**Text block:**
We at Foresight see a lot of nanotech websites and books of limited usefulness, to put it nicely. For quite a while I’ve been getting ads for an online multimedia library on nanotechnology from Nanopolis, and ignoring them.

Now for the first I dug around in their website a bit and am pleased to be able to say that their nanotechnology product might actually be useful in learning key technical concepts. Personally I find it hard to learn these things from just text and two dimensional static graphics, all in black-and-white only in most books. Nanopolis has built a large collection of animated, annotated color graphics and accompanying text, with a “Legend” button that adds labels to the graphics whenever you need them.

I watched a few of the samples on the site, and the combination of color and movement with both text and optional labels seems to really help in making these complex concepts easier to understand (and a lot less boring to learn). If you can’t afford their prices (US$120-360), maybe you could offer to help them with the English on their website, which could use some tweaking. Regarding technical accuracy, see the quotes from scientists.

I can’t say yet whether the topic coverage is extensive enough, but if I were trying to learn these things now, on my own, I’d probably spring for this product. I could do a more thorough review if I had a review copy of the full product (hint hint). —Christine

3 Responses to “Surprisingly, nanotechnology multimedia actually looks useful”

**Stated exercise 1:** Return the stretch of the nanotechnology library review from "We at Foresight" through "you need them.", word for word.
**Stated exercise 2:** Sum up the nanotechnology library review in two sentences.

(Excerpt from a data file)
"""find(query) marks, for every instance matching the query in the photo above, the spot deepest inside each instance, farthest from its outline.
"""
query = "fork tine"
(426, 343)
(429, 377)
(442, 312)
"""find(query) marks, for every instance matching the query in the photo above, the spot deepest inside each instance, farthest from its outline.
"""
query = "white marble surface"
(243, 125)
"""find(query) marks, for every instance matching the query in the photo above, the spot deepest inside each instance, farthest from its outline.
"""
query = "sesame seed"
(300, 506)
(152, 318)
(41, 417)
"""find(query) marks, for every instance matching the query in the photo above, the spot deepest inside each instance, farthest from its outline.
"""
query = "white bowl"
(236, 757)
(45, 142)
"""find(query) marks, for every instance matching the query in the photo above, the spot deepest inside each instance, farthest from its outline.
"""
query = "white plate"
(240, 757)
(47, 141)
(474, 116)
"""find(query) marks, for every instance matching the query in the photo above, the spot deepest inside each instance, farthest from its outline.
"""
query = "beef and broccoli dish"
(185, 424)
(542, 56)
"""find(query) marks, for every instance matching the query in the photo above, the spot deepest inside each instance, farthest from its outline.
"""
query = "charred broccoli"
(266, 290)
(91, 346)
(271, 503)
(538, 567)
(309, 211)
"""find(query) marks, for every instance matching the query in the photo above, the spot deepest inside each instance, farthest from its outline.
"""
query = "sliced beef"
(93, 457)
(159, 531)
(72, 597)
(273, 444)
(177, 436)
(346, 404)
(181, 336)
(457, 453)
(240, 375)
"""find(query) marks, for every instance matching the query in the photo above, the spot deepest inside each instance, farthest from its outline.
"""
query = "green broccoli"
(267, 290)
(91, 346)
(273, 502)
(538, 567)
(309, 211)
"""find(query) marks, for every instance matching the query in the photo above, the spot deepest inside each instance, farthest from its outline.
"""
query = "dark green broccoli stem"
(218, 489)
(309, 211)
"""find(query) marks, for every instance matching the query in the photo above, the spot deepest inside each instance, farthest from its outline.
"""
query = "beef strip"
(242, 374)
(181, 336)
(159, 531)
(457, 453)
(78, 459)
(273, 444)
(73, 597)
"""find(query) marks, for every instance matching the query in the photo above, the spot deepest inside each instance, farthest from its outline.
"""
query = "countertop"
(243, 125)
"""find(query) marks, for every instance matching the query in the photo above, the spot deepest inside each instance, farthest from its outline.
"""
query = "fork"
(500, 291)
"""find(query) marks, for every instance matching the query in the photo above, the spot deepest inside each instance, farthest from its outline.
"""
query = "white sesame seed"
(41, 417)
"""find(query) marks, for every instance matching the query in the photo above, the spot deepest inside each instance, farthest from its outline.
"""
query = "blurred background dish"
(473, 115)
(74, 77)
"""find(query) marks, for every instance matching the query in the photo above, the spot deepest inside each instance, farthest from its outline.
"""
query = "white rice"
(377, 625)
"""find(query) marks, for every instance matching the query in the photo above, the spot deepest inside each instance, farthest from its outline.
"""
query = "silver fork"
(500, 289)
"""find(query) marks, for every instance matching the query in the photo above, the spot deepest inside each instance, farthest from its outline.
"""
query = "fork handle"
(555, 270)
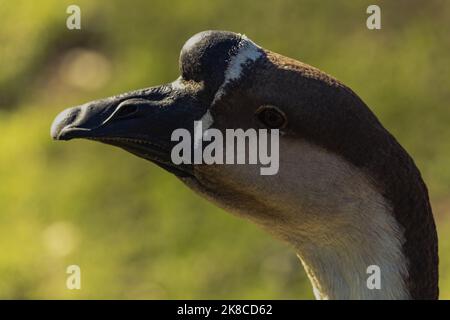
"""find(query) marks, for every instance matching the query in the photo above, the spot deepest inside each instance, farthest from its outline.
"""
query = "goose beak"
(141, 122)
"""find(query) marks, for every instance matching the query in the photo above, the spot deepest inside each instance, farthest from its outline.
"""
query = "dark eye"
(272, 117)
(125, 111)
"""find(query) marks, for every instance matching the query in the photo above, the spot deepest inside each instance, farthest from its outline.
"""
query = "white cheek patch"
(248, 52)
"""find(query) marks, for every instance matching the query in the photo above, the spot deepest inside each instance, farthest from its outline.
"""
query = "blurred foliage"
(136, 231)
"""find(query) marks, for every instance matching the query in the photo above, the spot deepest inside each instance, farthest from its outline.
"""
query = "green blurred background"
(136, 231)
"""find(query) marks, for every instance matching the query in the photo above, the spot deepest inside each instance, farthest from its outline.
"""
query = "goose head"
(345, 194)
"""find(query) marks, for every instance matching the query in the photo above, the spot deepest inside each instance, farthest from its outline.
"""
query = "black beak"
(140, 122)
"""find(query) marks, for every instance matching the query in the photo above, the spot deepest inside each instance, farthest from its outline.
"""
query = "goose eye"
(272, 117)
(125, 111)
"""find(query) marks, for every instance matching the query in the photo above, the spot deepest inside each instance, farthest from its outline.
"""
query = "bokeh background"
(136, 231)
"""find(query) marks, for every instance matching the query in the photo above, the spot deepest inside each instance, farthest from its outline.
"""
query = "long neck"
(360, 261)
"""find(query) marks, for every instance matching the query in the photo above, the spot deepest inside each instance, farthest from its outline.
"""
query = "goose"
(346, 197)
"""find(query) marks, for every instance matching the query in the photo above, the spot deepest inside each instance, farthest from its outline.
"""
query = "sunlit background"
(136, 231)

**Exercise solution 1:**
We at Foresight see a lot of nanotech websites and books of limited usefulness, to put it nicely. For quite a while I’ve been getting ads for an online multimedia library on nanotechnology from Nanopolis, and ignoring them.

Now for the first I dug around in their website a bit and am pleased to be able to say that their nanotechnology product might actually be useful in learning key technical concepts. Personally I find it hard to learn these things from just text and two dimensional static graphics, all in black-and-white only in most books. Nanopolis has built a large collection of animated, annotated color graphics and accompanying text, with a “Legend” button that adds labels to the graphics whenever you need them.

**Exercise solution 2:** After long ignoring Nanopolis's ads, the writer explored its website and found that its nanotechnology library of animated, annotated color graphics with text and an optional "Legend" button might actually be useful for learning key technical concepts. The samples made complex concepts easier and less boring to understand, and although unsure whether the topic coverage is extensive enough, the writer would probably buy the product if learning these things alone now.